### Extract provided
——————
VITO, a leading European independent research and technology organisation, is headquartered in Belgium. The offer comprises a hyperspectral camera (to be mounted on a variety of small remotely piloted aircraft), image processing and mapping software. The imaging solution can be used for agriculture monitoring, increasing production yields and reducing operational costs. VITO wishes to transfer its technology as an end-to-end or as a standalone solution.
The offering consists of a camera and imaging software. The hyperspectral camera can be mounted on a variety of small remotely piloted aircraft (rotary or fixed wing) and monitors hundreds of ha in a single flight. The imaging processing software transforms raw data into spectral image products for fast and reliable processing. The image mapping software is able to tailor action and information maps to application specific needs. The camera and imaging software are available as an end-to-end solution or as standalone components.
Potential applications include precision farming (early detection of plant disease, growth and health monitoring, yield prediction, etc.), forest management and environmental monitoring, security and surveillance.
——————
[Dataset records]
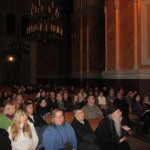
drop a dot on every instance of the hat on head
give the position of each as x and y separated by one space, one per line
111 109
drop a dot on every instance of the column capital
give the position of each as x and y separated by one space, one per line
81 31
105 10
116 3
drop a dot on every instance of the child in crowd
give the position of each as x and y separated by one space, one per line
22 133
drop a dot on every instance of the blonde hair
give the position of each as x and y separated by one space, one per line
54 113
7 107
16 125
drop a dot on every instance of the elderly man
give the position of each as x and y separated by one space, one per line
110 135
91 110
84 133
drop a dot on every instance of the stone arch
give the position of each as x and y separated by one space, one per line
10 24
24 25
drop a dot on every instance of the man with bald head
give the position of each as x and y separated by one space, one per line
110 135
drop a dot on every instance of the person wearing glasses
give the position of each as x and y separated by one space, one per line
60 134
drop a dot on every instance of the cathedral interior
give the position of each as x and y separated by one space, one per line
75 42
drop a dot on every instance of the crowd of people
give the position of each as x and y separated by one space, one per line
23 122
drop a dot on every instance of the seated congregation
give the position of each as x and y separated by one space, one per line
62 118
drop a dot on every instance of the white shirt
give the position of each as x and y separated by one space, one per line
24 142
101 100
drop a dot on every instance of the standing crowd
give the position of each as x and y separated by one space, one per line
23 124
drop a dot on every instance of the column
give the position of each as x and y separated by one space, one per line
87 46
81 43
117 12
135 34
105 11
72 39
33 68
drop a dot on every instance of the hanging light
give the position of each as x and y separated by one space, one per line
46 25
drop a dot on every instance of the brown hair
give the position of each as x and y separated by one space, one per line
16 125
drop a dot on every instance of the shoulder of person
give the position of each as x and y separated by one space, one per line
3 132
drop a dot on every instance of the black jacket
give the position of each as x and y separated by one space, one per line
81 129
107 137
38 120
5 143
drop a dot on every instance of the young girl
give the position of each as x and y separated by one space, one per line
7 116
22 133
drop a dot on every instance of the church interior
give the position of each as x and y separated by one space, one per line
104 42
87 44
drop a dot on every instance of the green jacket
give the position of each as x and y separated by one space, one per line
5 122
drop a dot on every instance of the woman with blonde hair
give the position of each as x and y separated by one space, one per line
22 133
60 135
7 116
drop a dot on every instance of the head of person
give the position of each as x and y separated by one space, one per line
20 120
57 117
65 95
43 93
9 109
136 98
52 95
79 114
75 98
111 91
19 98
59 97
119 96
28 107
42 102
91 100
146 99
101 94
116 115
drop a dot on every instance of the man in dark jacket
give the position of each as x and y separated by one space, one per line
5 143
110 135
84 133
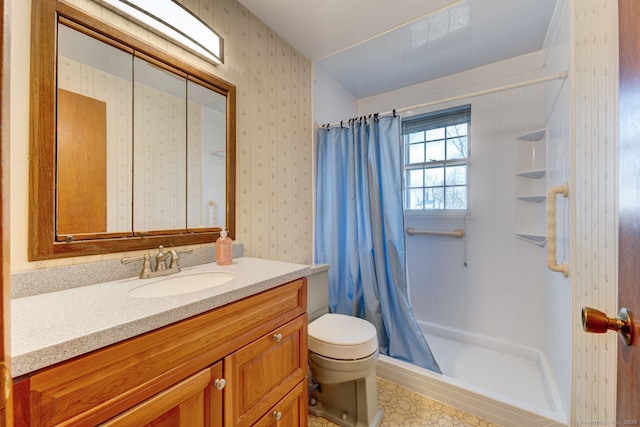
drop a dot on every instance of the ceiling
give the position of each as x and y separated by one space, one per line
372 46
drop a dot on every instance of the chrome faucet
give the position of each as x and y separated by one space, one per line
161 258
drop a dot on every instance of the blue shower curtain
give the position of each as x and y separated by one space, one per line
360 232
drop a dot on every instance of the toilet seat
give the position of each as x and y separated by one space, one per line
342 337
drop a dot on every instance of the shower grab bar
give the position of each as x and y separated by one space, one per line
458 232
552 263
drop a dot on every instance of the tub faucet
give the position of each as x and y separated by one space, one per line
161 258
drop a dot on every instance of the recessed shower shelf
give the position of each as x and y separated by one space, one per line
535 238
536 135
533 198
535 174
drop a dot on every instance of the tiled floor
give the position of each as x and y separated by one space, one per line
405 408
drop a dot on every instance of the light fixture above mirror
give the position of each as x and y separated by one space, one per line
210 106
174 22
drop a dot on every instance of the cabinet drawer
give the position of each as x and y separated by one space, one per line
259 374
190 403
291 411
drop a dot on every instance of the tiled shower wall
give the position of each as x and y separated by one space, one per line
273 179
489 283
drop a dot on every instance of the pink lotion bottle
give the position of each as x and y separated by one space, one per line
224 249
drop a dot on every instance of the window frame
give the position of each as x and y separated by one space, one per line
439 119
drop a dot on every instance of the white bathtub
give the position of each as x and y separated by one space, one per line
497 381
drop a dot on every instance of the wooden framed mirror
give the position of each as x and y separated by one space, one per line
130 147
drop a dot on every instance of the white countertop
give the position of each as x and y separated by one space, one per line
56 326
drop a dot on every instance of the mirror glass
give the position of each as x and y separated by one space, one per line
159 148
131 148
95 135
152 143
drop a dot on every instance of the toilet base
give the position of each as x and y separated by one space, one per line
349 404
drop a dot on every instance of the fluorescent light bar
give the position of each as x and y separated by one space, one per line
172 21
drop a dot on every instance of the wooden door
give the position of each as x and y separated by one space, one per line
628 396
6 405
291 411
81 164
260 373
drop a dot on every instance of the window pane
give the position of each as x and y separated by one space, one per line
457 148
415 198
434 198
456 198
435 151
436 156
434 177
415 178
456 175
416 153
416 137
433 134
457 130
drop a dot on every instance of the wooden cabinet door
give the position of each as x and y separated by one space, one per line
193 402
291 411
259 374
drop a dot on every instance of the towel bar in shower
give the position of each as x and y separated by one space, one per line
552 263
458 232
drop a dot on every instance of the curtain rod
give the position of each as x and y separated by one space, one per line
559 76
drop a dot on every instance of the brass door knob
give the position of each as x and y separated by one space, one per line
597 322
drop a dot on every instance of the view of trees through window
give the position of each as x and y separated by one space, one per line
436 151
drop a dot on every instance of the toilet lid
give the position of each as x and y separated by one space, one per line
342 337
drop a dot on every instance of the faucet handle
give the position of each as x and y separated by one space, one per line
175 257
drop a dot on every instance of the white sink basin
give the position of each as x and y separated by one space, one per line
183 284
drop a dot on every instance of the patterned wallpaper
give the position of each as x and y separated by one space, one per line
274 126
595 61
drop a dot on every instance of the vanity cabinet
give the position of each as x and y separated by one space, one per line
193 402
237 365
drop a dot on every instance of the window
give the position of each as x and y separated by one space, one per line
436 153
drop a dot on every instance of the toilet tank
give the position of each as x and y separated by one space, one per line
318 291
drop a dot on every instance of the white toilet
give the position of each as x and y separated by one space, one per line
343 351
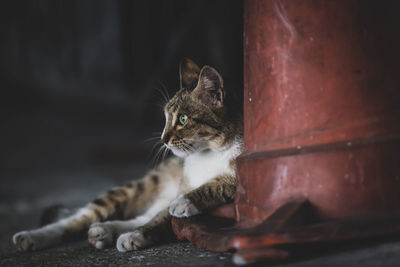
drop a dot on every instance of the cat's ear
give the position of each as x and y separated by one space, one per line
210 87
188 74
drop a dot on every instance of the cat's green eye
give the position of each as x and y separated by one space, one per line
182 119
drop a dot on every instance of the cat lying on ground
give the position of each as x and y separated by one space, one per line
205 134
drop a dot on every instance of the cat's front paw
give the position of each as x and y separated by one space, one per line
183 207
132 241
24 241
101 235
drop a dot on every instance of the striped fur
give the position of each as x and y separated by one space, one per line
199 178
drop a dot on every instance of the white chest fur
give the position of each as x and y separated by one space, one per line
201 167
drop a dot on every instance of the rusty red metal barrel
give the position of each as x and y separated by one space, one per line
321 108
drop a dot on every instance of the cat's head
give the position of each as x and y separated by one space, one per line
196 117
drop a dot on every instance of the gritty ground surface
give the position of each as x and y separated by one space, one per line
22 200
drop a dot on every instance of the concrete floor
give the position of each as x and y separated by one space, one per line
22 201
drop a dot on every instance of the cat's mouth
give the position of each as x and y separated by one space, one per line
182 150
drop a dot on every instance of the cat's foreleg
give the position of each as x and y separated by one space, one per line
210 195
155 231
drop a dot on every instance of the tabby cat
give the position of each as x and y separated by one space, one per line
205 134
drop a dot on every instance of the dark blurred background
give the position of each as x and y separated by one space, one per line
80 88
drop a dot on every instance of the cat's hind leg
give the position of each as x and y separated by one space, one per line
155 231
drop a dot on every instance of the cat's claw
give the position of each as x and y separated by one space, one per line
132 241
183 207
24 241
100 235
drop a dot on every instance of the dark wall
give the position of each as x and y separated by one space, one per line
81 78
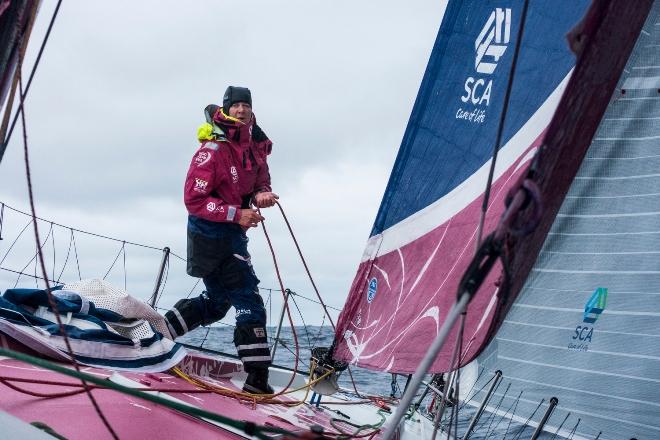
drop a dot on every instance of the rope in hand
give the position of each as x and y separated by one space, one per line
316 290
285 306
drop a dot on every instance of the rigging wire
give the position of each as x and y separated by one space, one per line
66 259
27 275
34 257
52 237
51 299
505 416
302 258
526 424
2 217
468 399
14 242
570 436
23 94
493 414
121 249
560 426
75 249
500 128
515 407
93 234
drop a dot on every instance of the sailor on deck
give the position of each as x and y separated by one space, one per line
228 174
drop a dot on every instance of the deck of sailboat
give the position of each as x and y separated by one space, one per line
73 416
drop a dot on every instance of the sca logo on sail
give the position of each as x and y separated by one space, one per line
489 47
584 332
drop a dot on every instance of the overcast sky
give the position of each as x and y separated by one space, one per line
114 107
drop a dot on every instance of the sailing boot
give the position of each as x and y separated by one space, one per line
251 343
189 313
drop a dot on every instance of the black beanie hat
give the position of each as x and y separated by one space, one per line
234 95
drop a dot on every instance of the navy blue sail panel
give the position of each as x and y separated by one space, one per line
465 82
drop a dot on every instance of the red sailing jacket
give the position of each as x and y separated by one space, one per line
225 172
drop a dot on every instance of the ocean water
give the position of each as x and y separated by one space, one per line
220 338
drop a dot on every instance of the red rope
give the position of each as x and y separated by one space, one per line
286 306
318 294
309 275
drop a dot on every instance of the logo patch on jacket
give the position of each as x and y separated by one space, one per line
200 185
202 157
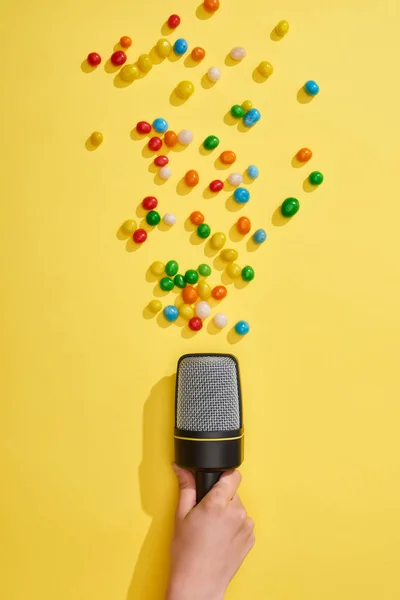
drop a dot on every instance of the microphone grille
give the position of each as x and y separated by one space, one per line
208 393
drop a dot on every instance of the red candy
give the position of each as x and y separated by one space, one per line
161 161
139 236
217 185
118 58
155 144
174 21
195 323
149 203
94 59
143 127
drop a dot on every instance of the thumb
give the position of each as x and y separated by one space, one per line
187 491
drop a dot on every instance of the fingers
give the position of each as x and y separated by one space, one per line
187 491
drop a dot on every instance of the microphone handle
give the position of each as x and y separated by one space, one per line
204 482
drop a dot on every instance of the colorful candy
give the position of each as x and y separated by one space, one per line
290 207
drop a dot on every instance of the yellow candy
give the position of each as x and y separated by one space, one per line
282 28
157 268
233 270
204 290
265 68
229 255
145 63
130 72
155 306
218 240
129 226
186 311
163 48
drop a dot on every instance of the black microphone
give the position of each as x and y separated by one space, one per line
208 417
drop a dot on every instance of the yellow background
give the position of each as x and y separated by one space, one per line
87 382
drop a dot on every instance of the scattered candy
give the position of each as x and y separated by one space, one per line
180 46
316 178
259 236
304 155
216 186
241 195
252 117
220 320
214 74
171 313
311 88
184 89
290 207
195 324
235 179
198 54
229 255
118 58
192 178
139 236
203 230
242 327
219 292
143 127
94 59
243 225
149 203
160 125
238 53
165 173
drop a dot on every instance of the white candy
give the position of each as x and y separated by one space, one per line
238 53
203 310
235 179
165 172
220 320
169 219
214 74
185 137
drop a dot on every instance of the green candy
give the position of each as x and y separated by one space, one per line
247 273
153 217
204 270
211 142
191 276
179 281
316 178
290 207
171 268
203 230
237 111
166 284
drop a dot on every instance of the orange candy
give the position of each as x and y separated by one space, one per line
243 225
304 155
189 294
228 157
197 218
170 139
192 178
198 54
219 292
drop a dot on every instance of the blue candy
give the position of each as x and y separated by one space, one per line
180 46
171 313
251 117
160 125
241 195
312 88
253 172
242 327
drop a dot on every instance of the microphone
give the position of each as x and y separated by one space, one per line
208 417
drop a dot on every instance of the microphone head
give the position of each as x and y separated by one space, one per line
208 396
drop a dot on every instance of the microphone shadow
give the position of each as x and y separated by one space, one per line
158 493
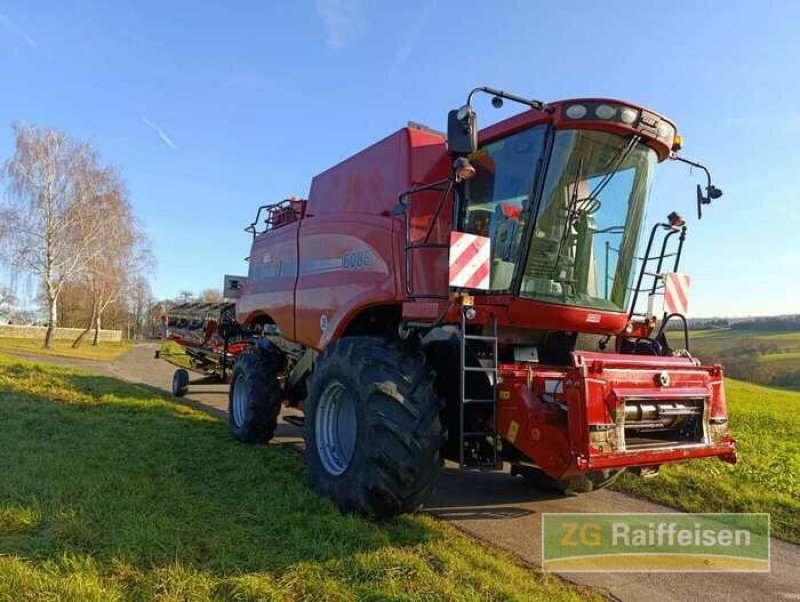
——————
### Assignment A
For each statement, indicate yes or no according to whether it agrees with the text on VITO's hyperspectral camera offer, and quote the words of the text that decide it: (i) the camera can be mounted only on fixed-wing aircraft; (ii) VITO is headquartered in Belgium; (iii) the camera and software are offered only as an end-to-end solution.
### Assignment B
Resume the text on VITO's hyperspectral camera offer, starting after its final sentence.
These dataset records have no connection to the text on VITO's hyperspectral camera offer.

### Exercise response A
(i) No: "rotary or fixed wing"
(ii) Yes: "is headquartered in Belgium"
(iii) No: "available as an end-to-end solution or as standalone components"

### Exercise response B
Hyperspectral camera images, which can record several spectral bands, are a significant asset when monitoring agricultural crops. Every pixel of the hyperspectral image contains information from both visible and infrared light. As such, many aspects of vegetation can be monitored far more precisely and far sooner than before: the health of plants and their stress level, a lack or surplus of fertilisation, diseases, and so on.
VITO has been conducting flight campaigns for years with sensitive, but bulky hyperspectral cameras attached to the underside of manned camera planes. In comparison, compact drones of the octocopter type are a lot cheaper and more efficient. A drone is more versatile and is able to register plenty of added details from a low height. VITO built a compact and light hyperspectral camera, helped by a smart chip and filter developed by IMEC, the Flemish research centre for nano-electronics. IMEC’s hyperspectral line-scan imager has 100 static spectral filter structures. This offers the possibility to create more accurate images and detect more variations in comparison to the more common 4 and 5 band cameras on the market.